◆ Passage to read:
As the stitches used are absorbable, they do not need to be removed. Placed internally within the skin’s thickness (intradermal stitches), they are invisible.
Swelling (oedema) and bruising around the thoracic area are usually very moderate and it takes about ten days for these to almost completely disappear.
You will need to take about 8 days off work in most cases.
In addition to wearing a support bra day and night for 1 month, you should clean the scar daily with antiseptic.
You will need to arrange a follow-up visit 4 days after the procedure, then after 15 days, 1 month, 3 months, 6 months, 1 year and then once a year.
Do not raise your arms too high and avoid heavy physical exertion.
You may think about resuming sporting activities 1 month after the operation while wearing the support bra and limiting yourself to painless movements. However, intensive weight training using the chest area is strongly discouraged.
Driving can cause problems for 2 to 3 days if you have to make manoeuvres without power steering as well as simply manipulating the gear lever.
The recommended rest position is lying on your back, slightly raised if possible. You may also lie on your side but you must not lie on your front
Exposure to the sun: no direct exposure before 1 month and then exposure is allowed using a sun protection cream with a maximum sun protection factor. No exposure as long as you have bruising.
The new shape of the breast is immediately visible and perceptible to the touch despite any swelling. Even if the shape is initially a little tight, it will soften in the weeks following the operation.
It takes 5 to 6 months for the tissues to heal around the prosthesis and for the breast to become supple and natural, regaining all its sensitivity.
Wound healing around the prosthesis takes place by forming a capsule, a flexible membrane that surrounds the prosthesis to isolate it from the surrounding tissues, allowing the prosthesis to be integrated as far as possible into the body.

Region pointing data
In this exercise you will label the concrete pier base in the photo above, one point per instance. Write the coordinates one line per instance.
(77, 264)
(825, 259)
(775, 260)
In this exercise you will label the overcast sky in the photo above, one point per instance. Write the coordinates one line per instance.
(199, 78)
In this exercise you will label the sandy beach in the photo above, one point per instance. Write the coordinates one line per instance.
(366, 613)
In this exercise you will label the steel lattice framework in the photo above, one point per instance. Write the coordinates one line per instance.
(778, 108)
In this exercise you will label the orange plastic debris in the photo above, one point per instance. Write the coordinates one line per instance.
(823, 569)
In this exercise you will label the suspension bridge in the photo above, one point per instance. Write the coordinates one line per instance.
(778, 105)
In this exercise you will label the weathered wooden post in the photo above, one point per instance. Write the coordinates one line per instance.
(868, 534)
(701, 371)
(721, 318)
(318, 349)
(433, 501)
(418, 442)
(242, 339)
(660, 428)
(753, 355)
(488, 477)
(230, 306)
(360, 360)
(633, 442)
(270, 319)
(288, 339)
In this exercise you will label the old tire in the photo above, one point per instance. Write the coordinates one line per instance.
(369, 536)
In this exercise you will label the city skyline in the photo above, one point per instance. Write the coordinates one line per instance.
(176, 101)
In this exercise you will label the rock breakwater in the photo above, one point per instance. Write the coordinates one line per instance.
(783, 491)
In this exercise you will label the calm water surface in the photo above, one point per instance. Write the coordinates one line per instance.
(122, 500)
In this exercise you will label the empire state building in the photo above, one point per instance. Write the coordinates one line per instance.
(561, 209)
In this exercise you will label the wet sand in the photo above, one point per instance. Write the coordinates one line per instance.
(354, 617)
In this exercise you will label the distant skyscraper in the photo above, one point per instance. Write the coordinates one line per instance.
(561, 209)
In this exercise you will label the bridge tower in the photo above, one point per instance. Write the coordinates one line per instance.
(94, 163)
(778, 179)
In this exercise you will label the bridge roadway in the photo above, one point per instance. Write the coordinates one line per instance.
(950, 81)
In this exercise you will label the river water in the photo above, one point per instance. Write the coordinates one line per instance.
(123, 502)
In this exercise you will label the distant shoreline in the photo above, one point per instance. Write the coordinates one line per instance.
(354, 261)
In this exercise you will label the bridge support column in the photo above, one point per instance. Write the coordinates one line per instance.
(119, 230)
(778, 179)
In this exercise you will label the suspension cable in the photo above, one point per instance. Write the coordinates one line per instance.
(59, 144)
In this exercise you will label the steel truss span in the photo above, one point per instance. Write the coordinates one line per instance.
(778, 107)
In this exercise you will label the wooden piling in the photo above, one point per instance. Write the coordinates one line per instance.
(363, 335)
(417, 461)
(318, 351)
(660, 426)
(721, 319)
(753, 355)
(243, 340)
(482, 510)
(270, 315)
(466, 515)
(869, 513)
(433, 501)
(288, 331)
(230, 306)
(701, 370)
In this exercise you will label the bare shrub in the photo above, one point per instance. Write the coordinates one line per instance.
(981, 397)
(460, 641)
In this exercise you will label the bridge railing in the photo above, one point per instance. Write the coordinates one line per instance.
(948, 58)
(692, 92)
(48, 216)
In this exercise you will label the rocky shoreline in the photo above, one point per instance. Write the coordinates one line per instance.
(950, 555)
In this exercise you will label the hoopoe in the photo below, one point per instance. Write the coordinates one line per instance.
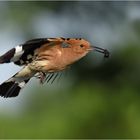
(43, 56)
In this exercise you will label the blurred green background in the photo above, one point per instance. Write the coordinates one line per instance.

◆ Work order 1:
According to the recovery instructions, how long must the support bra be worn?
◆ Work order 2:
List every follow-up visit timing that the recovery instructions give.
◆ Work order 3:
Summarize the recovery instructions in two sentences.

◆ Answer box 1:
Day and night for 1 month.

◆ Answer box 2:
4 days after the procedure, 15 days, 1 month, 3 months, 6 months, 1 year, and then once a year.

◆ Answer box 3:
After the operation, swelling and bruising usually fade within about ten days, and most patients take about 8 days off work while wearing a support bra day and night for a month, cleaning the scar daily, attending scheduled follow-ups, and limiting arm raising, exertion, sport and sun exposure. The new breast shape is visible at once and softens over the following weeks, and it takes 5 to 6 months for the tissues to heal around the prosthesis, which becomes surrounded by a flexible capsule.